ARTICLE:
──────────────────────────────
New Book from Ms. Rowling: >$62,000 per copy for ‘Tales of Beedle the Bard’

Here’s hoping she releases a cheap edition (sans precious stones) post-auction for us groundlings!

Rowling Completes Post-Harry Potter Book

Thursday, November 1, 2007 5:43 AM EDT
The Associated Press

LONDON (AP) — J.K. Rowling has completed her first post-Harry Potter book, a collection of wizarding fairytales titled “The Tales of Beedle the Bard.”

Rowling said Thursday that only seven copies of the book are being printed. One will be auctioned next month to raise money for a children’s charity, while the others have been given away as gifts.

The collection of five stories has been handwritten and illustrated by Rowling.

“The Tales of Beedle the Bard” is mentioned in the final Potter book, “Harry Potter and the Deathly Hallows,” as a gift left by headmaster Albus Dumbledore to Harry’s friend Hermione, and provides clues that help destroy evil Lord Voldemort.

“‘The Tales of Beedle the Bard’ is really a distillation of the themes found in the Harry Potter books, and writing it has been the most wonderful way to say goodbye to a world I have loved and lived in for 17 years,” Rowling said.
──────────────────────────────
PROBLEM 1: In the article on Rowling's new book, condense the paragraph beginning "Rowling said Thursday" into a short bulleted list that keeps its main facts.
PROBLEM 2: According to the article on Rowling's new book, how many stories are in "The Tales of Beedle the Bard"?
──────────────────────────────
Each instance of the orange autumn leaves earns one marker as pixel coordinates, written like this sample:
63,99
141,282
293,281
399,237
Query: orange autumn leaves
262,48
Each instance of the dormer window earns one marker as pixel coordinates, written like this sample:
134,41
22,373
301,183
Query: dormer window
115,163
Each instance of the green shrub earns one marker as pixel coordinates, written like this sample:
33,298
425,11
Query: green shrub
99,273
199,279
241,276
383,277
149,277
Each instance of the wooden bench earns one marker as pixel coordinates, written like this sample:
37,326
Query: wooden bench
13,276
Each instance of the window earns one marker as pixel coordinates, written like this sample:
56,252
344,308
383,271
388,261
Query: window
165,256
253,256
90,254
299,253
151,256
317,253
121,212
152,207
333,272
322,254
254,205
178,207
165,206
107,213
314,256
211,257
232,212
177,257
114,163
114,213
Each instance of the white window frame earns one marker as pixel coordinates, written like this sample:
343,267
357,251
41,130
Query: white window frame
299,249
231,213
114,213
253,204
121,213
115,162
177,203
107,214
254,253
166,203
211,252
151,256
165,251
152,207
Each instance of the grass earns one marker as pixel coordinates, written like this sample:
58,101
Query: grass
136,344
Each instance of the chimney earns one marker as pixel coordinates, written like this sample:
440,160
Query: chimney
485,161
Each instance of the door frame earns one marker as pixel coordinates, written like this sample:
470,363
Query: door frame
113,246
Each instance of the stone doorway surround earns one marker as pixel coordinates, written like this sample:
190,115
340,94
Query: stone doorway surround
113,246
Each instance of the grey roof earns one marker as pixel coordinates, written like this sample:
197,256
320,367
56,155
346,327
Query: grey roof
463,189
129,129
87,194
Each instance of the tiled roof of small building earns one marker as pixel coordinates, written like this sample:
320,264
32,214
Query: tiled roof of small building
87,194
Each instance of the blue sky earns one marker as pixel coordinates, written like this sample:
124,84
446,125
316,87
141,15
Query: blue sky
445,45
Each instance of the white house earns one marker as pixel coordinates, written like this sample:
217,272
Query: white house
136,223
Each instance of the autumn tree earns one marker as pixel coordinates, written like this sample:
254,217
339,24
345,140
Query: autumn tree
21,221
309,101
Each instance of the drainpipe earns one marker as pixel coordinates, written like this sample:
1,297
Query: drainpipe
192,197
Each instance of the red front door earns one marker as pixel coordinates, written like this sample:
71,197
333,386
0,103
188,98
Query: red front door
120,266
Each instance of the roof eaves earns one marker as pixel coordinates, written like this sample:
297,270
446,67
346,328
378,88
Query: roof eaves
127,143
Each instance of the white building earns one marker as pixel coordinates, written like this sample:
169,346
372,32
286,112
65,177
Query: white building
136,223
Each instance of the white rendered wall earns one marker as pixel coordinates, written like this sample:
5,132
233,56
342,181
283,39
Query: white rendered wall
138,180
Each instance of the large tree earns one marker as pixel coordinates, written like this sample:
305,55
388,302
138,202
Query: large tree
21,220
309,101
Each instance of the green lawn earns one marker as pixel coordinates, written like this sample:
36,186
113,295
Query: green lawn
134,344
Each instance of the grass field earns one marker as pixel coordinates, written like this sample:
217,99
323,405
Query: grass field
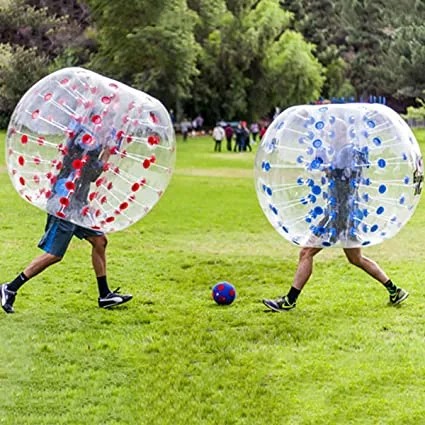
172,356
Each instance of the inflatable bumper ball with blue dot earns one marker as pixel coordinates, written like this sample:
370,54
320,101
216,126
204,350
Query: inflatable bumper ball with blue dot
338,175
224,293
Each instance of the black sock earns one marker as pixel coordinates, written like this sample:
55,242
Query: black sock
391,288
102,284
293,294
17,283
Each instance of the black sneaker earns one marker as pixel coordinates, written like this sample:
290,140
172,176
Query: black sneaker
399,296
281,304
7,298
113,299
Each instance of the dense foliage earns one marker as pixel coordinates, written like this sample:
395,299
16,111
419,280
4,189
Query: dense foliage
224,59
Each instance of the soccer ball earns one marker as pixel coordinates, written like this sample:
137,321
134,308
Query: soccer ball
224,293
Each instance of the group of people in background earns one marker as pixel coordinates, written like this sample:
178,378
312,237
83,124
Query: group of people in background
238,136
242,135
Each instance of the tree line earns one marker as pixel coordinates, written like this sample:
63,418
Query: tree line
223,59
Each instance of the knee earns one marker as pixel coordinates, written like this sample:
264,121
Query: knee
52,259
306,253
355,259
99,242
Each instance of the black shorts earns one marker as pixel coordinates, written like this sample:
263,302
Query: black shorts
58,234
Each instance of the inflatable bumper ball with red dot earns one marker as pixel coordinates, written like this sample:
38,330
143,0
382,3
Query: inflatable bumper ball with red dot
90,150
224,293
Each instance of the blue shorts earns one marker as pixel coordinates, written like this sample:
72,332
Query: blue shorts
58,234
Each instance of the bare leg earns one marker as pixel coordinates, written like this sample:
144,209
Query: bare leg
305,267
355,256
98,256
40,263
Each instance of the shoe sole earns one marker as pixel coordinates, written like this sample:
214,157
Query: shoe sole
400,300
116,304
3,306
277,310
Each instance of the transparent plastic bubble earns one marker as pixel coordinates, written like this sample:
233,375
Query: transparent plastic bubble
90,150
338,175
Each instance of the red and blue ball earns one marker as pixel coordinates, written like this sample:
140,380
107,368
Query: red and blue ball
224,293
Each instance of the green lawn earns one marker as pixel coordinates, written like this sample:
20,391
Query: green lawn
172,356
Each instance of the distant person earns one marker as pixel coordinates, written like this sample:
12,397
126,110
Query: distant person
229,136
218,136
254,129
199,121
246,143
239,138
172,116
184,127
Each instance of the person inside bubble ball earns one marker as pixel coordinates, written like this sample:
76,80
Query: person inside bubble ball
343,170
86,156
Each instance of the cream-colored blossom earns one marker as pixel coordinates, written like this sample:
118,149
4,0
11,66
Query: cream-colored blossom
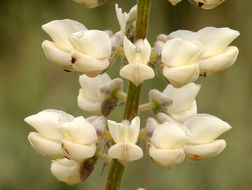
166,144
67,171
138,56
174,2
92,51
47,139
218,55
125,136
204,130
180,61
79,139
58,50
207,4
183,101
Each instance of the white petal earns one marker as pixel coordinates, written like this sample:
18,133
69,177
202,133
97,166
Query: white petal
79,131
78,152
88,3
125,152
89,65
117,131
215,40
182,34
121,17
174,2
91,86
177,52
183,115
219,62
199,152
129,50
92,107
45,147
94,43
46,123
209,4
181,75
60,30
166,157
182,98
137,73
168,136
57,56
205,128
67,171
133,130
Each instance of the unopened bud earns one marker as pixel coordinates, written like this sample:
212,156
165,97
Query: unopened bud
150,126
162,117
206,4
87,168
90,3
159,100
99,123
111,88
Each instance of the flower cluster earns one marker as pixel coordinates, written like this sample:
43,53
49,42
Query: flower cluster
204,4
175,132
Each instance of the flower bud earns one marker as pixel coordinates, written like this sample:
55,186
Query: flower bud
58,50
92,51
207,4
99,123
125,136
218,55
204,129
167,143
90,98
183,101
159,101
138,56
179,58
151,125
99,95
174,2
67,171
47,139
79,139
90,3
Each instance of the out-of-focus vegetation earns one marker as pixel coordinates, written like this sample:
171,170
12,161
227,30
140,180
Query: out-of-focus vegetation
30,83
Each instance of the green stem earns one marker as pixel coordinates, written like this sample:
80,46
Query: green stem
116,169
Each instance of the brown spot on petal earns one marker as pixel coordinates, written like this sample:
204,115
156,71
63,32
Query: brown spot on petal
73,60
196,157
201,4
──────────────────────────────
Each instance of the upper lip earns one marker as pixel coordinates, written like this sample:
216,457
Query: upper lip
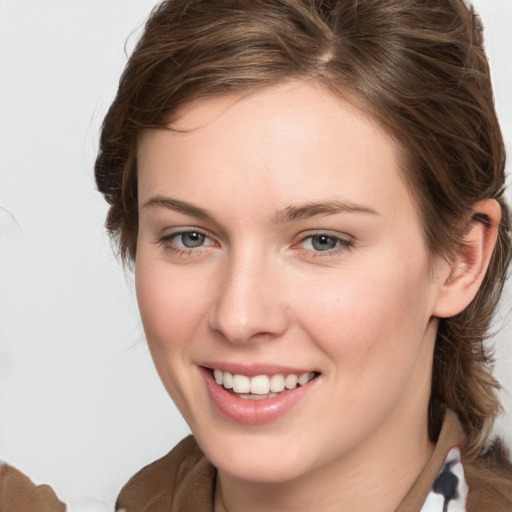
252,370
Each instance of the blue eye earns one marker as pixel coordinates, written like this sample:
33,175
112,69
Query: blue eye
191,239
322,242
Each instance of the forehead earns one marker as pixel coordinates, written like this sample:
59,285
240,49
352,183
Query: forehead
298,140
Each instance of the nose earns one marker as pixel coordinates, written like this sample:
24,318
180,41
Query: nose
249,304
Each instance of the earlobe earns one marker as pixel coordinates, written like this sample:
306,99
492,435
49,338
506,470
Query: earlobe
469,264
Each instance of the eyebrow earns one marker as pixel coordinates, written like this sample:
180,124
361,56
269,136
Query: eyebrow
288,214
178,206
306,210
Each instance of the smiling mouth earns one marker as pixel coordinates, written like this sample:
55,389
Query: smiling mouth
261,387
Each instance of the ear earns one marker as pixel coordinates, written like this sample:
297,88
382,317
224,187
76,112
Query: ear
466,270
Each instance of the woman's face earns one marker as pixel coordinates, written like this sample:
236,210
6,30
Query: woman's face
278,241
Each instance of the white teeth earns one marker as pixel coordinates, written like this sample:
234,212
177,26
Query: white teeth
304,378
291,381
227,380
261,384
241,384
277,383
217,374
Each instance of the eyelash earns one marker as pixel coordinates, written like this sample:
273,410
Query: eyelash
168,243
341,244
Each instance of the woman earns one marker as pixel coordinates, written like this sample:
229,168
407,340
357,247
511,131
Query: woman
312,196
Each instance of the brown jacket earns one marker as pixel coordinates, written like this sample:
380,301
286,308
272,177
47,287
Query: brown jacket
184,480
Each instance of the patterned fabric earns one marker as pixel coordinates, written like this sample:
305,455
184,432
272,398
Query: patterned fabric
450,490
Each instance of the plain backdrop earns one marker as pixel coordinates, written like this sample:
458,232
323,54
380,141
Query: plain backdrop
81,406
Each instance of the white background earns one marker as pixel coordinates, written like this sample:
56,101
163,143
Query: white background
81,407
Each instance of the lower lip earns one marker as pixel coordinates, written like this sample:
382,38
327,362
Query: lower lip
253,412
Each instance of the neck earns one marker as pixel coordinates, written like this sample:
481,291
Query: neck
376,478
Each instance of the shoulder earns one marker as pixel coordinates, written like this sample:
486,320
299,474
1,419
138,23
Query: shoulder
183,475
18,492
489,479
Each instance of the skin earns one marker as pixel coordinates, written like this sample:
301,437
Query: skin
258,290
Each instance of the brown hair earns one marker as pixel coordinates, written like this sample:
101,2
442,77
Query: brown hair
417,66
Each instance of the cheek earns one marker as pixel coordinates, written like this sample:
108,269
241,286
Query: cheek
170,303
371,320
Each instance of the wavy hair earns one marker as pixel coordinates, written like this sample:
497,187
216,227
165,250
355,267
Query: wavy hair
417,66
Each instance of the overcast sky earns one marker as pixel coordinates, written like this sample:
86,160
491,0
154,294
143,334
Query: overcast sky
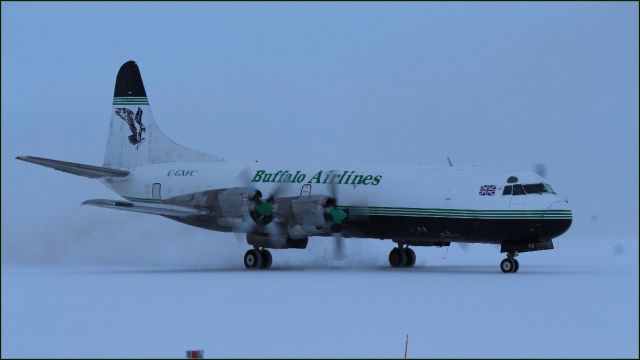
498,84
──────────────────────────────
TASK RESPONSE 1:
- Only seven copies of the book are being printed.
- One copy will be auctioned next month to raise money for a children's charity.
- The other copies have been given away as gifts.

TASK RESPONSE 2: Five stories.